= EXERCISE DIRECTIONS =
Set down exactly the lines running from the line with "Would you mind pointing out the white" to the end of the listing below, both ends included.

── EXERCISE DATA ──

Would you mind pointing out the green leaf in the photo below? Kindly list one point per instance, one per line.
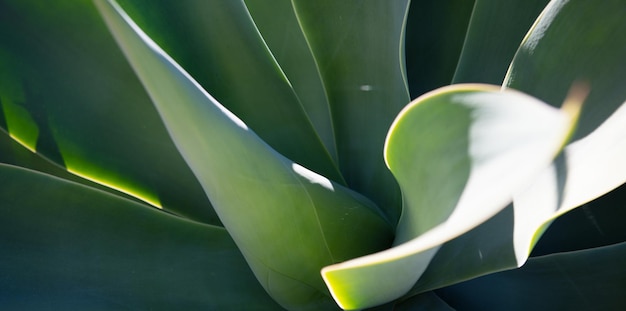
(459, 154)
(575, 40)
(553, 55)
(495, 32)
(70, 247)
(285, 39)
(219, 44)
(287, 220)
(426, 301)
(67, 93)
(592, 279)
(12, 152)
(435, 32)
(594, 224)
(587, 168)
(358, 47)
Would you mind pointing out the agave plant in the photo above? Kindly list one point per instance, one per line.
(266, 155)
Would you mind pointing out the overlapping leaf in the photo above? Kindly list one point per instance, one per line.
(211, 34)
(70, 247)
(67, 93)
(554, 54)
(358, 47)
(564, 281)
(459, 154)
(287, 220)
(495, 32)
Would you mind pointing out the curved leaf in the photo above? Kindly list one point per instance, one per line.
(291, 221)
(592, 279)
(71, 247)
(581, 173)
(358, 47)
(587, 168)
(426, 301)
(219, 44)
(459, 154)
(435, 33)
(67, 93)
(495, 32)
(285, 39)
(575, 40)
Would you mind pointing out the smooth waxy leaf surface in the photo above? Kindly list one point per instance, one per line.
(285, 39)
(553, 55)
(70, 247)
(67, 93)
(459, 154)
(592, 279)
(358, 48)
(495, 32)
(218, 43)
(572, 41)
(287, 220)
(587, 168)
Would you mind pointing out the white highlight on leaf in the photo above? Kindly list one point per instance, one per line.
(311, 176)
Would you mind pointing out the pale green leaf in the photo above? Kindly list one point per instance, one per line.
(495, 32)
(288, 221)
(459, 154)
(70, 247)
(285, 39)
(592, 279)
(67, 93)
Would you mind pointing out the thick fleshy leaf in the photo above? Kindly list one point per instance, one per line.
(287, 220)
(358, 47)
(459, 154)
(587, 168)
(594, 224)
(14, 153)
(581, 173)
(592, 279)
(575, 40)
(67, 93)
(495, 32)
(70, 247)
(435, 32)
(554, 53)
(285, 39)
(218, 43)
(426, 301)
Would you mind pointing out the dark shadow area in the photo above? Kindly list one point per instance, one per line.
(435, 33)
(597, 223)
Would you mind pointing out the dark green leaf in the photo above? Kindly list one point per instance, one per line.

───

= OUTPUT BELOW =
Would you mind pointing out the white highlight on leaf in the photo above? Kindly list one point per instance, one per line.
(311, 176)
Would you mind pointing out the pale green leaf in the photo above? Kindly list one point per instance, one per line.
(495, 32)
(288, 221)
(459, 154)
(70, 247)
(285, 39)
(592, 279)
(67, 93)
Would you mind pointing out the thick fleshy leaf in the photo above? Kindly list one point per instance, one per line.
(287, 220)
(358, 47)
(459, 154)
(587, 168)
(594, 224)
(14, 153)
(581, 173)
(592, 279)
(575, 40)
(67, 93)
(495, 32)
(70, 247)
(435, 32)
(554, 53)
(285, 39)
(218, 43)
(426, 301)
Would you mind pointing out the dark shadow area in the photo above? Kindly list one point per instance, one per line.
(435, 33)
(597, 223)
Would you mind pointing out the dark green leaf in the photo above? Kindly list one point per instance, one per line.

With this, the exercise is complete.